(Dataset excerpts on object pointing)
::::::::::

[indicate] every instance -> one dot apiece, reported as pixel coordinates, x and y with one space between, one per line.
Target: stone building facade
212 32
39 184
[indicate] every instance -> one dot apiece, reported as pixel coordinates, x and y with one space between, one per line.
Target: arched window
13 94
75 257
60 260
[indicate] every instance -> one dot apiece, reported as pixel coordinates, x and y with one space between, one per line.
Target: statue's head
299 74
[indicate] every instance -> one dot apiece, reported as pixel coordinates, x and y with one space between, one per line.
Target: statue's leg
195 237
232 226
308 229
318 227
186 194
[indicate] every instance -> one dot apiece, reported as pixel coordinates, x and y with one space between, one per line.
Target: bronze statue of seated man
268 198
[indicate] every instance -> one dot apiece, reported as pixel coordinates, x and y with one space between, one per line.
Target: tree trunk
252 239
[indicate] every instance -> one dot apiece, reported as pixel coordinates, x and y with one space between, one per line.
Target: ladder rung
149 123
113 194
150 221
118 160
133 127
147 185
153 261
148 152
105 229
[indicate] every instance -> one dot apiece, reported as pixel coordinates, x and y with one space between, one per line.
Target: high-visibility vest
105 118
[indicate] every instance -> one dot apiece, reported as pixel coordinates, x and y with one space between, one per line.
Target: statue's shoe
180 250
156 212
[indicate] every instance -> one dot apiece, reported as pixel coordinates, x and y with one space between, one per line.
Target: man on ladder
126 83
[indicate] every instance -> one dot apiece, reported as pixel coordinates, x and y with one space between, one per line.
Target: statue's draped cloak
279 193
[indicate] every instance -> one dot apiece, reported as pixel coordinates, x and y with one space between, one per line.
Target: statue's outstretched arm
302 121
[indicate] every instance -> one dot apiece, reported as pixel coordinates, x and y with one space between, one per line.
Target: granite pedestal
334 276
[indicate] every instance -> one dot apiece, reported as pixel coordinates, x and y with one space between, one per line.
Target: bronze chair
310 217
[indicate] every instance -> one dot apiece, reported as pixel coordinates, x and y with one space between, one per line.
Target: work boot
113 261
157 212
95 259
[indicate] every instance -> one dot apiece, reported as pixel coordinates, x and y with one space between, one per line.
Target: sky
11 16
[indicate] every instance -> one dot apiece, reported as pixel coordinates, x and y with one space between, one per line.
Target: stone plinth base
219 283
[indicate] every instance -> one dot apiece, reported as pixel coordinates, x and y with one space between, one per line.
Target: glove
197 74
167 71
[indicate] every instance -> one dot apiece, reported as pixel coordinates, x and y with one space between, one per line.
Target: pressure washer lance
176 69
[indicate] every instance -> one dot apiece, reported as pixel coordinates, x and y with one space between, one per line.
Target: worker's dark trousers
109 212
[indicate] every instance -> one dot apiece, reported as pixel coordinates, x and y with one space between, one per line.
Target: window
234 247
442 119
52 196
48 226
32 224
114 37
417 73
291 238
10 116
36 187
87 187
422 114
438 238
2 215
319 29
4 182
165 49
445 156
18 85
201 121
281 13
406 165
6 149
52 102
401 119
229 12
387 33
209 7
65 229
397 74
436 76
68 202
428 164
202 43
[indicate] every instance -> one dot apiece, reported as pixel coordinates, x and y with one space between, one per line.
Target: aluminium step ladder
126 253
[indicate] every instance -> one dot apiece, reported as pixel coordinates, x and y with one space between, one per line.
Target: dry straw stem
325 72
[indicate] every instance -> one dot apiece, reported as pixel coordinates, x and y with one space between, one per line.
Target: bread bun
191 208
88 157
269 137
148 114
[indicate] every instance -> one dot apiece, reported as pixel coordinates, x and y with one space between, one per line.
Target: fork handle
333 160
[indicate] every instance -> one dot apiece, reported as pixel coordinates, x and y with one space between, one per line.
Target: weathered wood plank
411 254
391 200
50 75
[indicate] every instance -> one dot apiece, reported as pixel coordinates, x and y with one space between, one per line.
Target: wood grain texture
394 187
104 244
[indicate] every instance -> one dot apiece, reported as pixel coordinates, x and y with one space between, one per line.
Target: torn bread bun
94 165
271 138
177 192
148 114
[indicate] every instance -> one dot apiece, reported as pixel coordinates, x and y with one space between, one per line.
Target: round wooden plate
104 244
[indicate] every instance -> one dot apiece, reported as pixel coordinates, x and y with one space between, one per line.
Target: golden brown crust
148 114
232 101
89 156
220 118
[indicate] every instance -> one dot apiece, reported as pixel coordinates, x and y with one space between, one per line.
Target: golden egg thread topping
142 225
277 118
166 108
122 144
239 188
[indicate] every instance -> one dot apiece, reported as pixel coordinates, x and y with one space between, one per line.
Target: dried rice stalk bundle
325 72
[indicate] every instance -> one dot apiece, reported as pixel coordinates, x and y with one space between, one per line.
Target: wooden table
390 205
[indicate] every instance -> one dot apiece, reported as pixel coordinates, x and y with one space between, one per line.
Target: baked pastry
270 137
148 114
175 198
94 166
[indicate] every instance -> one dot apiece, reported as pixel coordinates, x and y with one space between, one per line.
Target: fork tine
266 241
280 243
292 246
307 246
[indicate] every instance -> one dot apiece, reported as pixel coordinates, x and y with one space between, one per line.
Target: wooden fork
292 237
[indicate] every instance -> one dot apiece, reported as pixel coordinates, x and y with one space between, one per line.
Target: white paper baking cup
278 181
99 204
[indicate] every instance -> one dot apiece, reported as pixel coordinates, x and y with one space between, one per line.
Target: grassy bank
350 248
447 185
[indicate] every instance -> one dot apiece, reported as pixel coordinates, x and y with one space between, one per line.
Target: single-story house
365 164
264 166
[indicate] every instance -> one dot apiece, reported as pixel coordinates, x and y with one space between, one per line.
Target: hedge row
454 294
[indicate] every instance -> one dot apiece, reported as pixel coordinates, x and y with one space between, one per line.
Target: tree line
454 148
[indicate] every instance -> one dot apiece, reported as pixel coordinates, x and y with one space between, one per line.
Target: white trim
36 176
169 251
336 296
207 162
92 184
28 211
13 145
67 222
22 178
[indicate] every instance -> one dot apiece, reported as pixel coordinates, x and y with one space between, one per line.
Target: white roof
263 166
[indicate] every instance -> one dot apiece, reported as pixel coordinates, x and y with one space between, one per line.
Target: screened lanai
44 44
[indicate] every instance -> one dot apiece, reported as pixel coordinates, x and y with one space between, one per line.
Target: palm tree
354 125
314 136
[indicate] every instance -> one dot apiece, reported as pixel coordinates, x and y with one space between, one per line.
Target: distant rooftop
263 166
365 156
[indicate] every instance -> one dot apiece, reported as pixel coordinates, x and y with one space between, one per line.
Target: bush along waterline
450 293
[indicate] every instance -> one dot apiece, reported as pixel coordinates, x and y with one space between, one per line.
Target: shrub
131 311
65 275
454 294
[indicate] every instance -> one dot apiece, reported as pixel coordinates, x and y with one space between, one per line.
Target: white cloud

::::::::::

What is needed
The records above should be duplicated in full, exactly as given.

The reply
[indicate] every instance -> one dot apiece, reported as pixel coordinates, x and y with one space between, one per line.
Target: stone building facade
212 32
39 184
[indicate] every instance -> one dot apiece, reported as pixel coordinates, x and y with one space between, one per line.
Target: arched window
13 94
75 257
60 260
[indicate] every instance -> one dot apiece, reported as pixel coordinates, x and y with one space between, one per line.
Target: statue's head
299 74
[indicate] every instance -> one dot apiece, reported as pixel coordinates, x and y with one space between, one per line.
Target: statue's leg
195 237
232 226
308 229
318 227
186 194
[indicate] every instance -> one dot apiece, reported as pixel coordinates, x and y with one space between, one per line.
Target: bronze statue of seated man
268 198
[indicate] every instance -> one dot apiece, reported as pixel coordinates, x and y with one space between, one per line.
Target: tree trunk
252 239
[indicate] every instance -> one dot apiece, reported as pixel coordinates, x and y with one space between, one per line.
Target: ladder rung
149 123
113 194
150 221
118 160
133 127
147 185
153 261
148 152
105 229
[indicate] every instance -> one dot apiece, reported as pixel coordinates, x and y with one space between, one per line.
Target: high-visibility vest
105 118
[indicate] every instance -> one dot apiece, reported as pixel coordinates, x and y with one space between, one per line.
Target: statue's shoe
180 250
156 212
[indicate] every instance -> one dot apiece, reported as pixel coordinates, x and y with one space between, one per line.
Target: man on ladder
126 83
[indicate] every instance -> one dot apiece, reported as pixel coordinates, x and y with one space between, one per line.
Target: statue's draped cloak
279 193
[indicate] every instance -> one dot apiece, reported as pixel coordinates, x and y with one space between, one per line.
Target: statue's outstretched arm
302 121
[indicate] every instance -> one dot apiece, reported as pixel coordinates, x and y with one space between, one per line.
Target: granite pedestal
334 276
[indicate] every instance -> one dot apiece, reported as pixel coordinates, x and y with one space between, one per line.
Target: bronze chair
310 217
[indicate] every instance -> one dot apiece, reported as pixel coordinates, x and y with one space between, one per line.
Target: work boot
113 261
157 212
95 259
[indicate] every instance -> one dot apiece, reported as pixel coordinates, x and y with one space between, one per line.
Target: sky
11 16
[indicate] every instance -> one dot apiece, reported as pixel coordinates, x and y with one space between, one per line.
Target: stone plinth base
219 283
[indicate] every instance -> one dot apiece, reported as pixel coordinates, x and y with one space between, one per line.
Target: glove
197 74
167 71
[indicate] every instance -> one dot apiece, reported as pixel coordinates, x and y with one space between, one per line.
Target: pressure washer lance
176 69
[indicate] every instance -> one dot apiece, reported as pixel coordinates, x and y with one space between, one per line.
Target: worker's dark trousers
109 212
[indicate] every instance -> one dot apiece, reported as pixel coordinates, x and y with one space between, one per line.
Target: window
234 247
442 119
52 196
48 226
32 224
114 37
417 73
291 238
10 116
36 187
87 187
422 114
438 238
2 215
319 29
4 182
165 49
445 156
18 85
201 121
281 13
406 165
6 149
52 102
401 119
229 12
387 33
209 7
65 229
397 74
436 76
68 202
428 164
202 43
[indicate] every instance -> one dot apiece, reported as pixel coordinates, x and y with one space between, one per line.
Target: aluminium step ladder
126 253
[indicate] every instance -> one dot apiece, reported as pixel coordinates, x and y with one space between, one per line.
Target: dry straw stem
325 72
[indicate] every instance -> one dot apiece, reported as pixel coordinates, x and y with one space between, one per line.
Target: bread bun
191 208
88 157
269 137
148 114
[indicate] every instance -> one dot apiece, reported as pixel coordinates, x and y with one space between, one per line.
Target: fork handle
333 160
[indicate] every instance -> one dot apiece, reported as pixel coordinates, x and y with one space between, one per line.
Target: weathered wood plank
411 254
391 200
50 75
[indicate] every instance -> one dot apiece, reported as pixel coordinates, x and y with one space between, one per line.
Target: wood grain texture
394 187
104 244
[indicate] every instance -> one dot apiece, reported as pixel coordinates, x and y with one space between, one per line.
Target: torn bread bun
94 165
271 138
177 192
148 114
[indicate] every instance -> one dot apiece, reported as pixel coordinates, x and y with one space between, one per line.
Target: round wooden plate
104 244
[indicate] every instance -> one dot apiece, reported as pixel coordinates, x and y with one space between, one per line.
Target: golden brown crust
148 114
232 101
89 156
220 118
[indicate] every instance -> one dot apiece, reported as pixel coordinates, x and y with one space between, one per line.
Target: golden egg thread topping
142 225
277 118
166 108
122 144
239 188
[indicate] every instance -> one dot apiece, reported as pixel coordinates, x and y with one space between, one per line.
Target: dried rice stalk bundle
325 72
[indicate] every instance -> one dot apiece, reported as pixel coordinates, x and y with one space between, one per line.
Target: wooden table
390 205
[indicate] every instance -> one dot apiece, reported as pixel coordinates, x and y with one space between, one per line.
Target: baked pastry
270 137
148 114
175 198
94 166
[indicate] every instance -> one dot apiece, reported as pixel coordinates, x and y with one space between, one per line.
Target: fork tine
266 241
280 243
292 246
307 246
[indicate] every instance -> one dot apiece, reported as pixel coordinates, x and y with one space between, one per line.
Target: wooden fork
292 237
[indicate] every instance -> one dot apiece, reported as pixel coordinates, x and y with one space between, one per line.
Target: white paper baking cup
278 181
99 204
[indicate] every instance -> one dot apiece, reported as pixel coordinates, x and y with one space between, one per line.
Target: grassy bank
350 248
447 185
[indicate] every instance -> one dot apiece, reported as pixel coordinates, x and y with one space between, one per line.
Target: single-story house
365 164
264 166
[indicate] every instance -> one dot apiece, reported as pixel coordinates, x and y with one space between, one per line.
Target: hedge row
454 294
[indicate] every instance -> one dot apiece, reported as pixel coordinates, x and y with one space between, one per line.
Target: tree line
454 148
[indicate] every instance -> one dot apiece, reported as pixel coordinates, x and y with one space between, one per line.
Target: white trim
36 176
169 251
336 296
207 162
92 184
28 211
13 145
67 222
22 178
[indicate] every instance -> one dot apiece, reported as pixel coordinates, x and y with one space between, one per line.
Target: white roof
263 166
[indicate] every instance -> one dot apiece, reported as pixel coordinates, x and y with one space between, one per line.
Target: screened lanai
44 44
[indicate] every instance -> one dot apiece, reported as pixel coordinates, x and y with one space between, one per line.
Target: palm tree
354 125
314 136
[indicate] every instance -> one dot apiece, reported as pixel coordinates, x and y with one space between, one per line.
Target: distant rooftop
263 166
365 156
[indicate] every instance -> one dot apiece, reported as pixel coordinates, x and y with one space between, one per line.
Target: bush along waterline
450 293
[indicate] every instance -> one dot apiece, reported as pixel coordinates, x and y with one space between, one per line.
Target: shrub
131 311
65 275
454 294
[indicate] every instance -> one dot apiece, reported as pixel coordinates, x and y with one space between, one per line.
Target: white cloud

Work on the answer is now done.